* **Work to be completed**
Can you convert the lines starting at the beginning of the items and ending at the line that contains "[0,0,1204,765]", both ends included, into a JSON list of strings with one string per line? Skip blank lines and leave the pictures out.

* **Dataset extract**
★ ★ ★ ★ ★ ★ ★

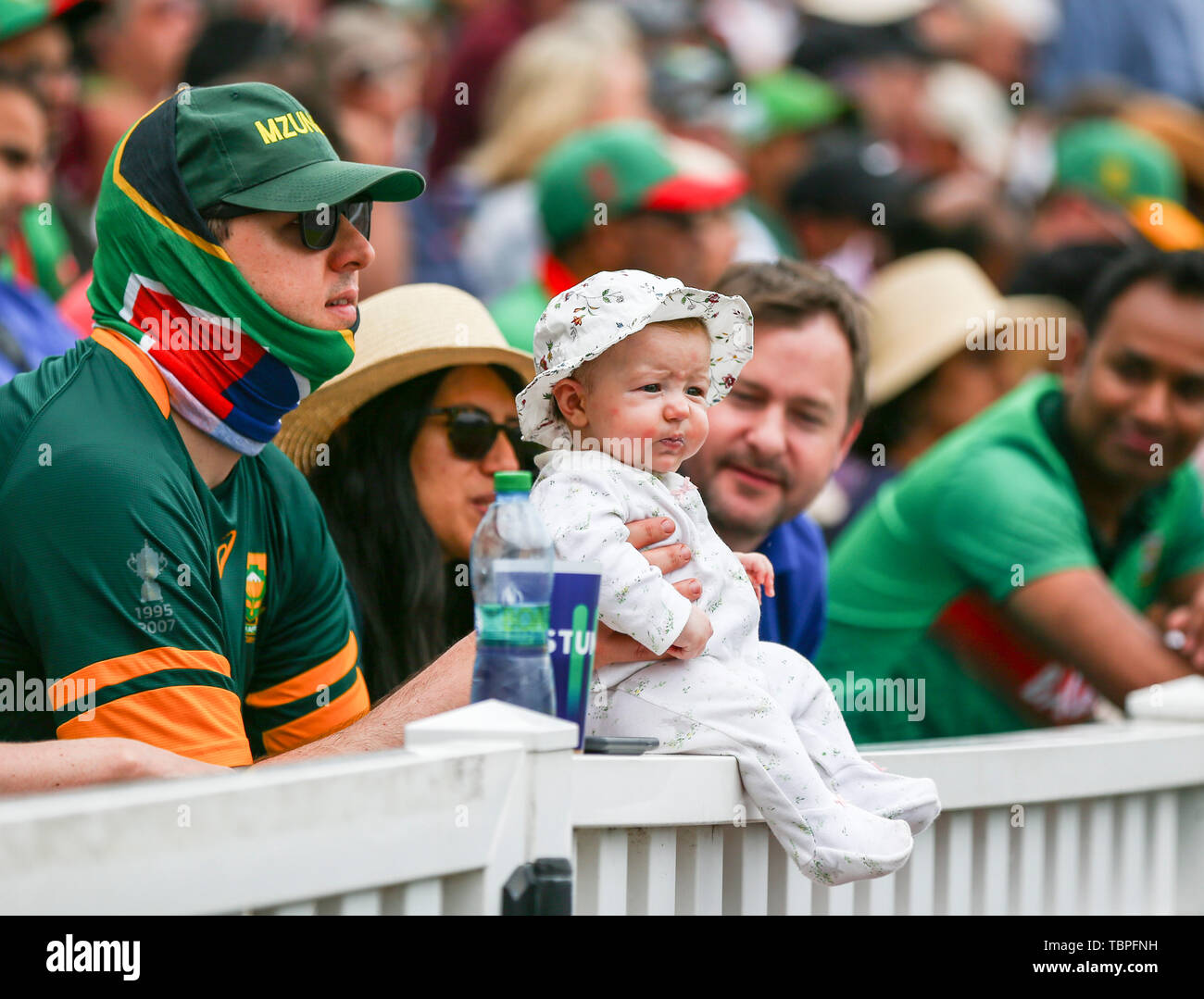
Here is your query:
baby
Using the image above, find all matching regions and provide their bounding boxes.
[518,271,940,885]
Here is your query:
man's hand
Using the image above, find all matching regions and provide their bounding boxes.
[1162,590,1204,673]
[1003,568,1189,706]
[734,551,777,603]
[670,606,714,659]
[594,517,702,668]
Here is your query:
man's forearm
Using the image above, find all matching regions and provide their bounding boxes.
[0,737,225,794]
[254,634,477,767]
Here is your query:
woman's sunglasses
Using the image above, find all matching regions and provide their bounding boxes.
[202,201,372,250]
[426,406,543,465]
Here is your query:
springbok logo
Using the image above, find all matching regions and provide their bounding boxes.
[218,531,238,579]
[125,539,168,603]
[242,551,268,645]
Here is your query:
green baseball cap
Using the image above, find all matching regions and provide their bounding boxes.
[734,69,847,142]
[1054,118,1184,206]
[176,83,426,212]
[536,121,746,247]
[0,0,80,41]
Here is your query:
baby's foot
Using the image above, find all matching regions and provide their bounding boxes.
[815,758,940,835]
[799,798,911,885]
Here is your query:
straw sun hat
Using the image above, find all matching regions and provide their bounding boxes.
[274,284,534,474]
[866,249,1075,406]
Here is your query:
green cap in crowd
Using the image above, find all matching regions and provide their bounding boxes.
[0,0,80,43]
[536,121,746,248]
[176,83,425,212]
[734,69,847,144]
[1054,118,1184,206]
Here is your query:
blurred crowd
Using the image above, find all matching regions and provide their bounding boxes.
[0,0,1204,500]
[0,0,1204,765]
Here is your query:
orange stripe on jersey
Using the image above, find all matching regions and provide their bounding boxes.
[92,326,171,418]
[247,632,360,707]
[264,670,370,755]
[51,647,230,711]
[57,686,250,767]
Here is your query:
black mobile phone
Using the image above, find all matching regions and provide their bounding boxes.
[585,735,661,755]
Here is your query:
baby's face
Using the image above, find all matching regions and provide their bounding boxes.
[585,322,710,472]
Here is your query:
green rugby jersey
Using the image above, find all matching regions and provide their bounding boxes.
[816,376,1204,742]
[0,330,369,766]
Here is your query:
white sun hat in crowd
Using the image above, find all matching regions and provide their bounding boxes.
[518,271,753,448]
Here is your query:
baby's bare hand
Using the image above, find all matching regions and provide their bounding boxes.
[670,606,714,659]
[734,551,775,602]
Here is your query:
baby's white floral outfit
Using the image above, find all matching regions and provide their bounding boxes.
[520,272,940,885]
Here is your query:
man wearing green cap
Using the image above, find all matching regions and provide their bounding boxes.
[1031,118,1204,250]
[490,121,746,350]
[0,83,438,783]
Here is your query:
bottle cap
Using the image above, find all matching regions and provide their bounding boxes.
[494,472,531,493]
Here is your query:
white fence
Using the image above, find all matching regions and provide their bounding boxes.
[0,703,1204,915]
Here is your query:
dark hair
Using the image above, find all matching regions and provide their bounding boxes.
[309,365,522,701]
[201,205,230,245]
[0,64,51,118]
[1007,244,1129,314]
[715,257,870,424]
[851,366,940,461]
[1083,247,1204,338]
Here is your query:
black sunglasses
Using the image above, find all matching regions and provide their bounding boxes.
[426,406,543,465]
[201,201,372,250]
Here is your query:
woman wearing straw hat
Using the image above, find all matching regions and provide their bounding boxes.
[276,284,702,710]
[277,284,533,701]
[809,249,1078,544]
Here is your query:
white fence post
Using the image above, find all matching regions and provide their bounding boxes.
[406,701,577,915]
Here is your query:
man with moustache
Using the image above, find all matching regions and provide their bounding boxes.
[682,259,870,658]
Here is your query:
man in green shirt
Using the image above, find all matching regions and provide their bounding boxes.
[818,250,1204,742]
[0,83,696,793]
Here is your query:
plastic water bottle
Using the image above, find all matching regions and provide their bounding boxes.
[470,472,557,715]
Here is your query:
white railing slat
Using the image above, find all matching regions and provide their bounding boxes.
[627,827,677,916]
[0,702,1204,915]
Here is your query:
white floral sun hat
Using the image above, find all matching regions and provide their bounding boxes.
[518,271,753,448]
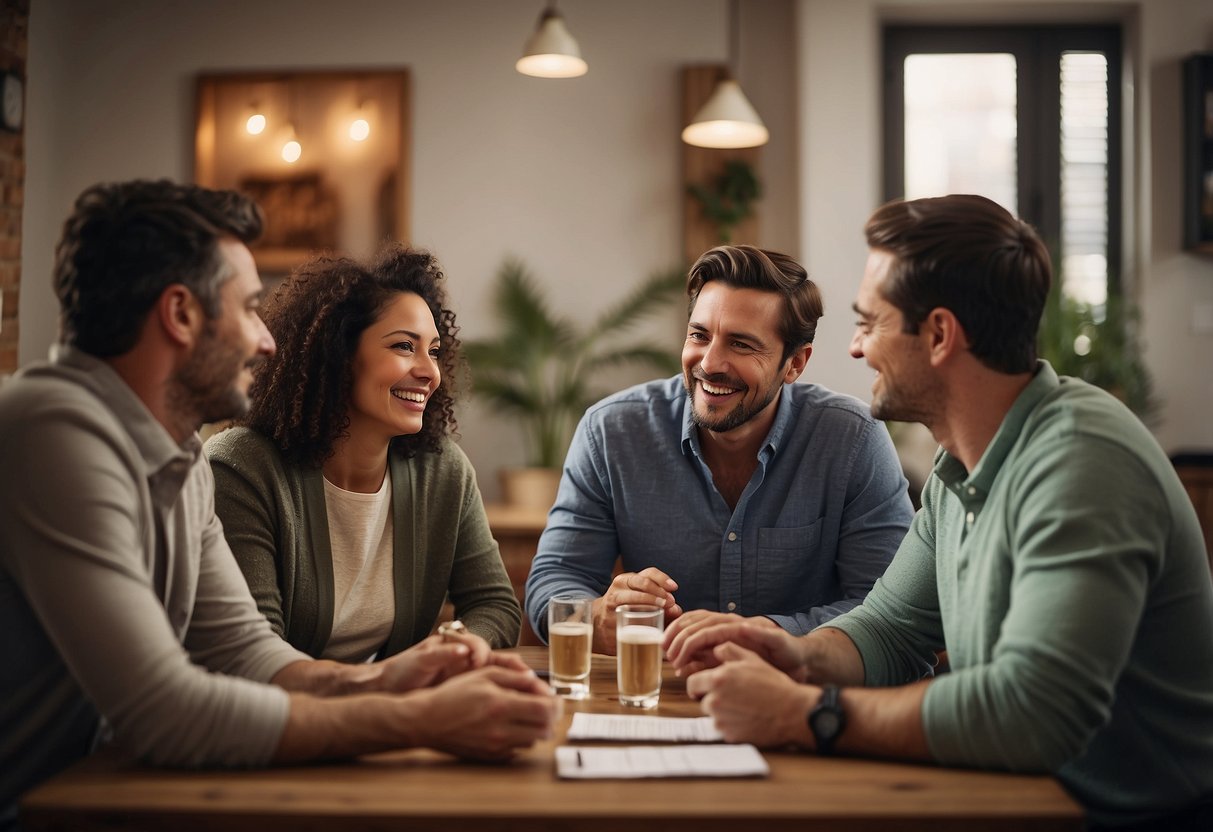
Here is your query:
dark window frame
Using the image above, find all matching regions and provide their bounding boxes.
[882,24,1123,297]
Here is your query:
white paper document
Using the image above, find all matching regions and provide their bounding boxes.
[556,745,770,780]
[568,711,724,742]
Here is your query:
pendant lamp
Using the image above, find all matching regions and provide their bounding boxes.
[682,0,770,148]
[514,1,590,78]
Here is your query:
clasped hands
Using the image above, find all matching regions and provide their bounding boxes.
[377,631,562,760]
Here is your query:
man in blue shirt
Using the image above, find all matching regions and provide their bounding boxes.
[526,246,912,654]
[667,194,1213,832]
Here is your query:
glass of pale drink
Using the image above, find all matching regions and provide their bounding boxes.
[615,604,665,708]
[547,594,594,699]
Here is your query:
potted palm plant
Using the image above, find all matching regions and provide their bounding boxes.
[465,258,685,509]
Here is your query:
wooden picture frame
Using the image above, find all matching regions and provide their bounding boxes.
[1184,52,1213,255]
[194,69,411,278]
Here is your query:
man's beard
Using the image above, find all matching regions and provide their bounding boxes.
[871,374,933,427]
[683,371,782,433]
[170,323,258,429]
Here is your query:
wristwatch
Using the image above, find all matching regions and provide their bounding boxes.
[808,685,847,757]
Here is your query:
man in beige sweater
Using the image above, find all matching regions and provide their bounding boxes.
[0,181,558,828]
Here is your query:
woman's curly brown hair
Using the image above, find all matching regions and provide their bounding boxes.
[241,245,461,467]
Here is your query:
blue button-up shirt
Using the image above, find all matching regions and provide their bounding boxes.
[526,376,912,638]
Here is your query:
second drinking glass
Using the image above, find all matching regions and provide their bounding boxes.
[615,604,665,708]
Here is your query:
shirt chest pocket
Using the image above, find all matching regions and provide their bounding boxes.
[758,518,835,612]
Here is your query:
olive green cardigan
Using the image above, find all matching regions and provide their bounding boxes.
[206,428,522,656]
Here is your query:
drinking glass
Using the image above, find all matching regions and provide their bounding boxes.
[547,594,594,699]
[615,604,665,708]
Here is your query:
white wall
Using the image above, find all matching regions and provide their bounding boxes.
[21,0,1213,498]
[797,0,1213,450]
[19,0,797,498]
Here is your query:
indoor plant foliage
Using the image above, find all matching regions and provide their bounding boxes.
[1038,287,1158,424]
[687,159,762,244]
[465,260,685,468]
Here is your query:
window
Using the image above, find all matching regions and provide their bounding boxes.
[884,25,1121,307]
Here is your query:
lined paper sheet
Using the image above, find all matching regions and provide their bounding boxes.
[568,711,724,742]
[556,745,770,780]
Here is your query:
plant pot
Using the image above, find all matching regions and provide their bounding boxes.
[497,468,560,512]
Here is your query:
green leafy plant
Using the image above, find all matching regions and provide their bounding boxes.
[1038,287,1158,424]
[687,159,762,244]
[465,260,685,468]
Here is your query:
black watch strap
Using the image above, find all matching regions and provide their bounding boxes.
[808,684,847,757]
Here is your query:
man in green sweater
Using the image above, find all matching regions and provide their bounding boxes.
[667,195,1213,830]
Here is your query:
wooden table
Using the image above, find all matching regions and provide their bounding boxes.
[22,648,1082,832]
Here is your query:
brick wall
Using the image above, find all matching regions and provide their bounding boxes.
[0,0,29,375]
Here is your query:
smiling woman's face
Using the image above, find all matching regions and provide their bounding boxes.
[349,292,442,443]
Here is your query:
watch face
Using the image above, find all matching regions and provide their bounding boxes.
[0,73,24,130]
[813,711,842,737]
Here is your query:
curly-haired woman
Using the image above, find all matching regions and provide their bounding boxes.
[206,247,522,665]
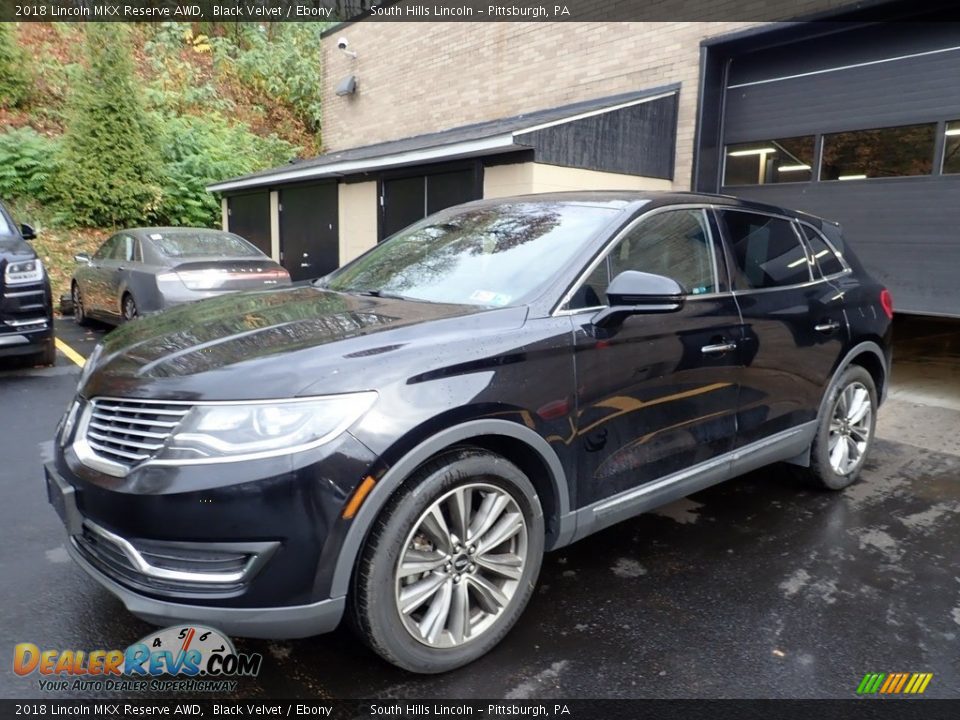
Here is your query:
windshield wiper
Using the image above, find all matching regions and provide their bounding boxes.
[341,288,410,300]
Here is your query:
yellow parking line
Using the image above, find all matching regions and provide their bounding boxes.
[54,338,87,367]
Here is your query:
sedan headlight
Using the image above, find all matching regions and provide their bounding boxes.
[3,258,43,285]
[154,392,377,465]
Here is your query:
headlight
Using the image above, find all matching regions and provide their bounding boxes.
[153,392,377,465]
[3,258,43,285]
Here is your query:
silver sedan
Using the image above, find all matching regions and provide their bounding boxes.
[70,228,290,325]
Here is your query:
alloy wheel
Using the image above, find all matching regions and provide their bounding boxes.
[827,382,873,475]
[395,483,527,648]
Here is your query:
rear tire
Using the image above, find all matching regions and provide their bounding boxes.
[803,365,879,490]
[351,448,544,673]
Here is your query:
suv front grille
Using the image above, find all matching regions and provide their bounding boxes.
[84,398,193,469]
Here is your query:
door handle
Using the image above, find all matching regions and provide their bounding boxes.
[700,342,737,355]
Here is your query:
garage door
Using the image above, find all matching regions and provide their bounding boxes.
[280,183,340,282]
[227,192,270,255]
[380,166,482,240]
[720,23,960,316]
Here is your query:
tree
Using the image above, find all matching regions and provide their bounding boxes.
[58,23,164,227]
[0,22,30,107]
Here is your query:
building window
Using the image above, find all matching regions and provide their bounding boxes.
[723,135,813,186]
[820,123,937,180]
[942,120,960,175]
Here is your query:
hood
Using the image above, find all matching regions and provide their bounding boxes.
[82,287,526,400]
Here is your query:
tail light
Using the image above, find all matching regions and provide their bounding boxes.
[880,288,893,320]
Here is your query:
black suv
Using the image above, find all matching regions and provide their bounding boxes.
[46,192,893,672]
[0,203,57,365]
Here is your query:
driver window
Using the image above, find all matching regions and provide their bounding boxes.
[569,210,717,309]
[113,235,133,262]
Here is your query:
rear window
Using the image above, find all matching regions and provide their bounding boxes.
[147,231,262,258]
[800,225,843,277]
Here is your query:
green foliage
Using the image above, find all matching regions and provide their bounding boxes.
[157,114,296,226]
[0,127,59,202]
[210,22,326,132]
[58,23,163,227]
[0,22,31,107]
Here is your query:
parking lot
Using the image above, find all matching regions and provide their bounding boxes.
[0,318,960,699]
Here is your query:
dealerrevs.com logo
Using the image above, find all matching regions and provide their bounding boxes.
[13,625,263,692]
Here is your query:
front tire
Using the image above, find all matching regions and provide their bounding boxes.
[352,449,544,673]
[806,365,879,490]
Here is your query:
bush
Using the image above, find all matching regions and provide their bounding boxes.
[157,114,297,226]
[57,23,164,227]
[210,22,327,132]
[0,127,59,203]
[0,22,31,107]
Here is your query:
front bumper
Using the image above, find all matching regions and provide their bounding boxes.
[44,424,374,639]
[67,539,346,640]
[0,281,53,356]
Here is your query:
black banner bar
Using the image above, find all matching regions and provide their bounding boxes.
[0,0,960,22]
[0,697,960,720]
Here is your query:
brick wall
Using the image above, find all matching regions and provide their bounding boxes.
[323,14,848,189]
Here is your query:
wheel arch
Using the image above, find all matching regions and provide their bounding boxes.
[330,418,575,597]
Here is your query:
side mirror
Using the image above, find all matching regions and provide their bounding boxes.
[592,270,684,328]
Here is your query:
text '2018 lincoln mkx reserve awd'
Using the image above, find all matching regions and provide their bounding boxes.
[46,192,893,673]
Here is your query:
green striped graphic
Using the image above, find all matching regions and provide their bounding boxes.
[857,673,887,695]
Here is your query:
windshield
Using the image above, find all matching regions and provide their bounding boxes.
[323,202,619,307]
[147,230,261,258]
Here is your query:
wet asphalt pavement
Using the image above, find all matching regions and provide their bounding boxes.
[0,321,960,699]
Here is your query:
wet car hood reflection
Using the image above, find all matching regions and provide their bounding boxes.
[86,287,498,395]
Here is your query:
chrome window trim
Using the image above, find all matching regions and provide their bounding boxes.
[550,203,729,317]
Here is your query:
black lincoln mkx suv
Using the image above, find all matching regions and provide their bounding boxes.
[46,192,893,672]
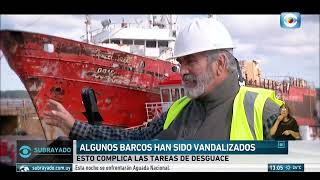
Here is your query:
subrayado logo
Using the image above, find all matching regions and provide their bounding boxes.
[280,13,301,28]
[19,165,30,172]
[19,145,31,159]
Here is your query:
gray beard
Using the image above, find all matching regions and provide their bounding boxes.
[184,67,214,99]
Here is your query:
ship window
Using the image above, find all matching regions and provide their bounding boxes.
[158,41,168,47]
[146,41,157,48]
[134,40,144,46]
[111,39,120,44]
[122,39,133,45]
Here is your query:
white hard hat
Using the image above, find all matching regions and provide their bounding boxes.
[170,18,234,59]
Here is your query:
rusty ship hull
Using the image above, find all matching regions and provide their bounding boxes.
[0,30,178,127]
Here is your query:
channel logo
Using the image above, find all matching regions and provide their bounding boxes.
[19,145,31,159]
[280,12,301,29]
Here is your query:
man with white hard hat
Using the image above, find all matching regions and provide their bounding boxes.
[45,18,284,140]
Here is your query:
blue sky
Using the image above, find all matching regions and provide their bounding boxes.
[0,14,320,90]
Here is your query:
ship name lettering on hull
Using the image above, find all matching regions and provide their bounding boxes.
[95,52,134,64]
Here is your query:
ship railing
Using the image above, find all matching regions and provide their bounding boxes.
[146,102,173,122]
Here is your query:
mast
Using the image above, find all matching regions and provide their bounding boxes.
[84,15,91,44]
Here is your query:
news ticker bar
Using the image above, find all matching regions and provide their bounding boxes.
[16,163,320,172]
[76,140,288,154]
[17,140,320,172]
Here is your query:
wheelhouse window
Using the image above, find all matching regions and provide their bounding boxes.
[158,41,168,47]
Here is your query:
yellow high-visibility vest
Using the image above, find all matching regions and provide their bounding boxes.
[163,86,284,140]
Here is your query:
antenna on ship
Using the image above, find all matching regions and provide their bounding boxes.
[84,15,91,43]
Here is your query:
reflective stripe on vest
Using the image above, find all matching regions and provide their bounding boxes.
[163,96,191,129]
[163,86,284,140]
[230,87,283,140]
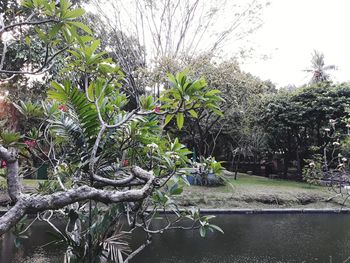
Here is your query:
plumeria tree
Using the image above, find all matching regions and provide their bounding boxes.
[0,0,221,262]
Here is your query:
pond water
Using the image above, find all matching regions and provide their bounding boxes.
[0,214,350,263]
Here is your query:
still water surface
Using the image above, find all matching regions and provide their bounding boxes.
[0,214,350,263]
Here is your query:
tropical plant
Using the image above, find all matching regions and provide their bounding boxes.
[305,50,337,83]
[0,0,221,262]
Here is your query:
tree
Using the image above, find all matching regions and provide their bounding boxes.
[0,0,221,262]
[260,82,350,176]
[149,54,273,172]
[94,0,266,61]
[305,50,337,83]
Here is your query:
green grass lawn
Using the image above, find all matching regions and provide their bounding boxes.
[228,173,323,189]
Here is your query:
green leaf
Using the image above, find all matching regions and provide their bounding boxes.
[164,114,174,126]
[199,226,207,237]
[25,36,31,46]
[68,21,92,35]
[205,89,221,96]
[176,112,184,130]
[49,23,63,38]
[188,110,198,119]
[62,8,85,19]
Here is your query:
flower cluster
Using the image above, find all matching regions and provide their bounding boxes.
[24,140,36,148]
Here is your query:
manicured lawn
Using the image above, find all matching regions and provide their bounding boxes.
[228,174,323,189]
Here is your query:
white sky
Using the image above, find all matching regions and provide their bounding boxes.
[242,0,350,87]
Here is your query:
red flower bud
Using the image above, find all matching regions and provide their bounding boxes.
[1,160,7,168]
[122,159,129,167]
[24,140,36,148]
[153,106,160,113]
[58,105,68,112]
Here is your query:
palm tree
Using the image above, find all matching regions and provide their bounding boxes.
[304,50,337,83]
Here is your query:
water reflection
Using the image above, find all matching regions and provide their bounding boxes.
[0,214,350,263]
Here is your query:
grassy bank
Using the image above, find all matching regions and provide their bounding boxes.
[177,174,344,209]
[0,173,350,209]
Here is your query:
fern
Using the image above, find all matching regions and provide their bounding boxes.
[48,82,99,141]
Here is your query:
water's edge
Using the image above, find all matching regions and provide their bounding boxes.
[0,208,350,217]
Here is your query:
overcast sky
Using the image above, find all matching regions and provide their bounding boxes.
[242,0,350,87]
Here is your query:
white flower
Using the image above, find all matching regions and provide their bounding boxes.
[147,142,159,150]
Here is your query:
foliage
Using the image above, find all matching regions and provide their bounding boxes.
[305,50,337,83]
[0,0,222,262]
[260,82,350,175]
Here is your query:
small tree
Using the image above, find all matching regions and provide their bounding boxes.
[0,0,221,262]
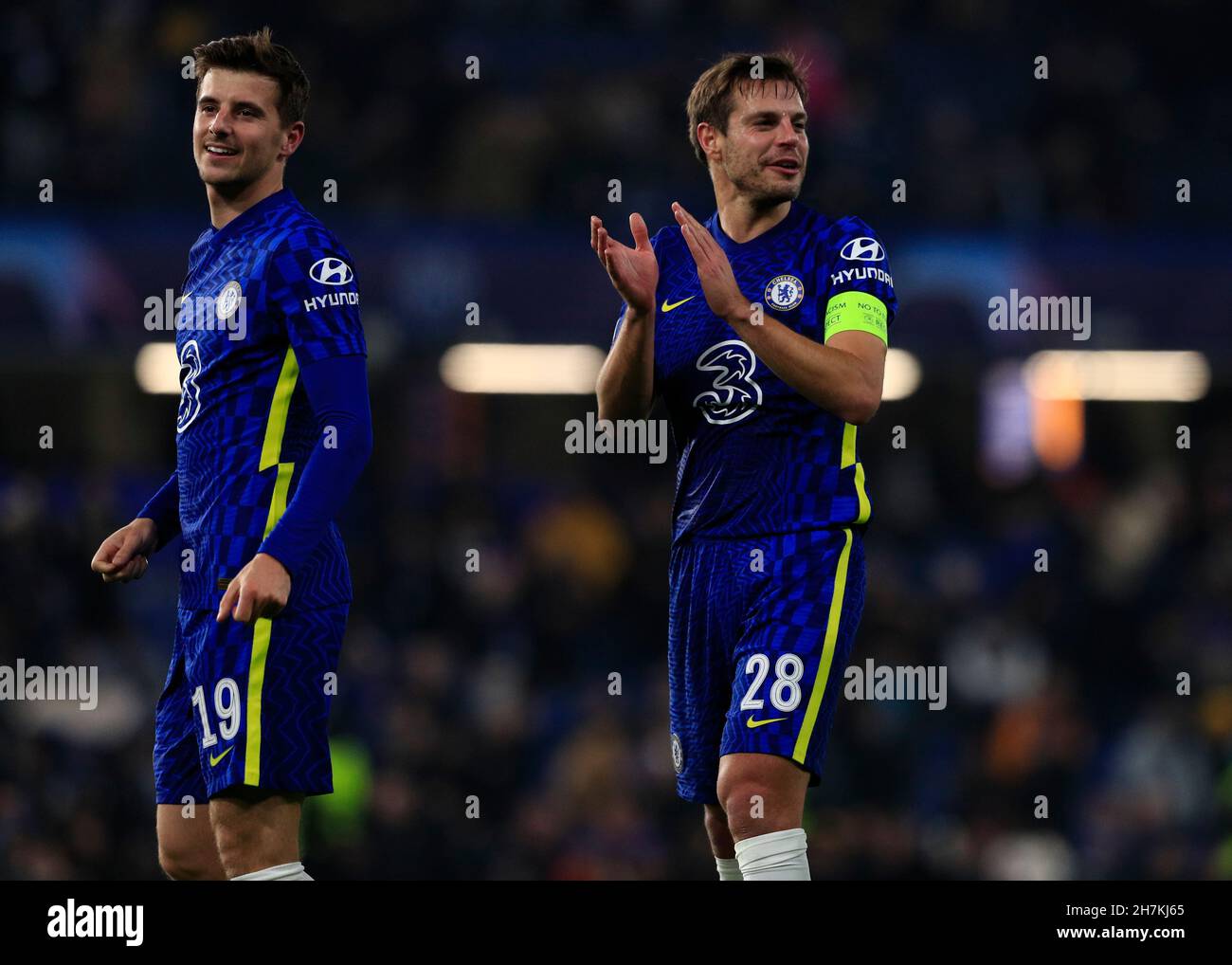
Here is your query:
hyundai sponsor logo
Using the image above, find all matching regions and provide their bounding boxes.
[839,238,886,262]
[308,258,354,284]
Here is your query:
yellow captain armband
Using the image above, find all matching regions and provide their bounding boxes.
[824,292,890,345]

★ ★ ★ ★ ★ ★ ★

* **The response**
[
  "Here is your query:",
  "baby",
  "Using the image above, find all matching regions and provide their bounding boxes.",
  "[518,271,940,885]",
  "Here is your query:",
  "man's hand",
  "Using the image above, find all matching regions and provide their bounding boxes.",
  "[1162,590,1204,673]",
  "[1003,568,1189,706]",
  "[734,551,777,603]",
  "[670,606,714,659]",
  "[594,517,702,668]",
  "Here is your query:",
  "man's forearm",
  "Using the image above, find all matching regions and provide their bounding boxes.",
  "[0,737,225,794]",
  "[254,634,477,767]",
  "Here is your query:",
  "woman's sunglasses",
  "Using the image above, find all matching regions and provide their bounding boxes.",
  "[202,201,372,250]",
  "[426,406,543,465]",
  "Here is your query:",
  "springbok logo",
  "Using the image above, find all matching regions and provide their bounding boxes.",
  "[218,531,238,579]",
  "[125,539,168,603]",
  "[242,551,268,645]",
  "Here is your query:",
  "green baseball cap",
  "Using the image above, find all matching regions and provide their bounding boxes.",
  "[734,69,847,142]",
  "[1054,118,1184,206]",
  "[176,83,426,212]",
  "[536,121,746,247]",
  "[0,0,80,41]",
  "Here is your query:",
  "baby's foot",
  "Using the image above, find all matching regions and provide their bounding boxes.",
  "[815,758,940,835]",
  "[799,798,911,885]",
  "Here is your query:",
  "straw sun hat",
  "Using the image above, find all matching regions and provide their bounding boxes.",
  "[274,284,534,474]",
  "[866,249,1075,406]",
  "Here is your query:",
  "green cap in crowd",
  "Using the image above, find all matching regions and provide their bounding boxes.",
  "[0,0,80,43]",
  "[536,121,746,248]",
  "[176,83,425,212]",
  "[734,69,847,144]",
  "[1054,118,1184,206]",
  "Here is your query:",
  "blurred crowd",
  "Using the image above, find all matching regions and provide their bounding boxes.",
  "[0,0,1204,500]",
  "[0,0,1204,765]"
]